Requirements - Copy the listing below word for word, with every line in its original order.

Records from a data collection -

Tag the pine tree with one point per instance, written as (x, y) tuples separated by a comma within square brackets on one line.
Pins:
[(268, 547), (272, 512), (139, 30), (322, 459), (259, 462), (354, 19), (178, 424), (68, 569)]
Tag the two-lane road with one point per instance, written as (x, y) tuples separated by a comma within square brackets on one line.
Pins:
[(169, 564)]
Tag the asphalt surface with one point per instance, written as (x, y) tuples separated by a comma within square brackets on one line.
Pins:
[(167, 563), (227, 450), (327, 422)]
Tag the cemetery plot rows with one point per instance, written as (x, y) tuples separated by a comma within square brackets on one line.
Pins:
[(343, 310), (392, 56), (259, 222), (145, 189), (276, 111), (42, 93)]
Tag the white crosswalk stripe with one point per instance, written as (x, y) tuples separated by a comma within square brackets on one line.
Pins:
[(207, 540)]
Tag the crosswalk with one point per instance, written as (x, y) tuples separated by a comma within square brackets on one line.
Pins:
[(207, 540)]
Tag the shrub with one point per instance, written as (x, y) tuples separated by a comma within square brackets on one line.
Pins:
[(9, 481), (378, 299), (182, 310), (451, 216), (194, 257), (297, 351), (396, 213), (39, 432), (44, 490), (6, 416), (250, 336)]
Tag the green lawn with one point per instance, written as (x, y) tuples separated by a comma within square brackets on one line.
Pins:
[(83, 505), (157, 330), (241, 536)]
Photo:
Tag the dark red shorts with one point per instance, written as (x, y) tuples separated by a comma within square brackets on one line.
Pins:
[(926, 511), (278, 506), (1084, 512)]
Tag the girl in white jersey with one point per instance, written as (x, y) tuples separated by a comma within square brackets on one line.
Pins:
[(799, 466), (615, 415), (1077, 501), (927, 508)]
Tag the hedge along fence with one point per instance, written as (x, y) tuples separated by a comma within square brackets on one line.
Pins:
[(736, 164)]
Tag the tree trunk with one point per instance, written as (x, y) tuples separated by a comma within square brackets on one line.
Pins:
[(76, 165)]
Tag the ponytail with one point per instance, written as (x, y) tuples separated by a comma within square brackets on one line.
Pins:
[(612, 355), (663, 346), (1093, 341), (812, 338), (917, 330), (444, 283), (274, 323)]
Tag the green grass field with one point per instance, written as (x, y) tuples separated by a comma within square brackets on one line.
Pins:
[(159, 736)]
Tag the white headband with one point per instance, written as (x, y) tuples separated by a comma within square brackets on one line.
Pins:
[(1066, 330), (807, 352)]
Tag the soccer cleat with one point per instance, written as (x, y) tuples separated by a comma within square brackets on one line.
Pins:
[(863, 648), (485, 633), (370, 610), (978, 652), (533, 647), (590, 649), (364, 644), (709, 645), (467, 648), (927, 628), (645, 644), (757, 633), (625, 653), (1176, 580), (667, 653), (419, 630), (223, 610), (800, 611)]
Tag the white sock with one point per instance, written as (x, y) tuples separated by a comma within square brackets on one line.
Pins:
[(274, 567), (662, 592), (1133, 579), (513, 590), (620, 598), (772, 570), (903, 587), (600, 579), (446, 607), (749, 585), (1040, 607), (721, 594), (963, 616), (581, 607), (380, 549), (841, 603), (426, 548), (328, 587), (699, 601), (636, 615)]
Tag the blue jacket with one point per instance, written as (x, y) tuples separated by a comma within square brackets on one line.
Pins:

Answer to this problem -
Tag the pine tree with one point per instance, written as (x, y) tuples separated by a comma within square brackets on one line.
Pins:
[(268, 547), (272, 512), (139, 30), (322, 459), (259, 462), (354, 19), (178, 424), (68, 569)]
Tag the two-lane road with one point per instance, written as (x, y) tuples separated by a comma within square brackets on one line.
Pins:
[(169, 564)]
Tag the asphalt surface with one point per instance, written as (x, y) tuples separated by a comma within square brackets on one line.
Pins:
[(167, 563), (227, 450), (327, 422)]
Tag the cemetery plot rows with one point per instance, written as (x, y) tuples separated by a comma within square brackets on one line.
Pins:
[(343, 310), (392, 56), (259, 222), (145, 189), (276, 111), (42, 93)]
Tag the white crosswalk stripe with one point per instance, written as (x, y) tuples separated by a comma within square brackets on one line.
Pins:
[(207, 540)]
Tag the crosswalk with one point per instance, written as (x, y) tuples separated by a comma within square brackets on one line.
Pins:
[(207, 540)]
Tag the shrub with one point per instance, written as (x, y) tuples separated by a comma within square brackets on one line.
Pins:
[(9, 481), (378, 299), (182, 310), (451, 216), (194, 257), (297, 351), (396, 213), (39, 432), (44, 490), (6, 416), (250, 336)]
Tag the green lawn with one point per instance, written as (x, y) tuples separated by a comma within square brackets on one line.
Pins:
[(83, 505), (157, 330), (241, 536)]
Photo:
Tag the dark red shorts with one point per instance, written as (x, y) tuples separated by a comma within square brackets on one line.
Pins:
[(926, 511), (278, 506), (1084, 512)]
Tag the girl in white jersey with one point per instance, written as (x, y) tuples separated by a comma within square brackets on one line.
Pins:
[(799, 466), (615, 415), (1077, 501), (927, 508)]
Tag the hedge along fence with one point per instance, written as (x, y) tuples separated by a comma within square brackets on one line.
Pins:
[(736, 164)]
Tag the tree trunk with one point per instance, written as (x, y) tuples separated by a comma within square brackets on one line.
Pins:
[(76, 165)]
Tag the ponytail with one point per instance, written as (x, y) tuples separated by a comma within square brackets on one line.
Pins:
[(612, 355), (663, 346), (1093, 341), (812, 338), (917, 330), (444, 283), (274, 323)]
Tag the green grass field with one point per instance, written as (x, y) tuples separated by a comma within square brackets on one line.
Pins:
[(159, 736)]
Tag the white headband with one point per instance, written as (x, y) tuples separated by a comma within square brackets on one line.
Pins:
[(1066, 330), (807, 352)]
Tag the soccer cleat with one point per instance, written as (x, y) tuples separated by a comma within square brackets on one line.
Pins:
[(863, 648), (485, 633), (370, 610), (978, 652), (533, 647), (590, 649), (364, 644), (709, 645), (467, 648), (927, 628), (645, 644), (757, 633), (625, 653), (1176, 580), (667, 653), (419, 630), (223, 610), (800, 611)]
Tag the white sock with one point per instance, written as (x, y) tuples separated by a comma within square brackets on one line.
Pins:
[(274, 567), (662, 592), (1133, 579), (513, 590), (620, 598), (772, 570), (903, 587), (600, 579), (446, 607), (749, 585), (1040, 607), (721, 594), (963, 616), (581, 607), (380, 549), (841, 603), (426, 548), (328, 587), (699, 601), (636, 615)]
Tag the blue jacket with one point per instance, written as (x, y) tuples separated by a comma within square brackets on one line.
Pins:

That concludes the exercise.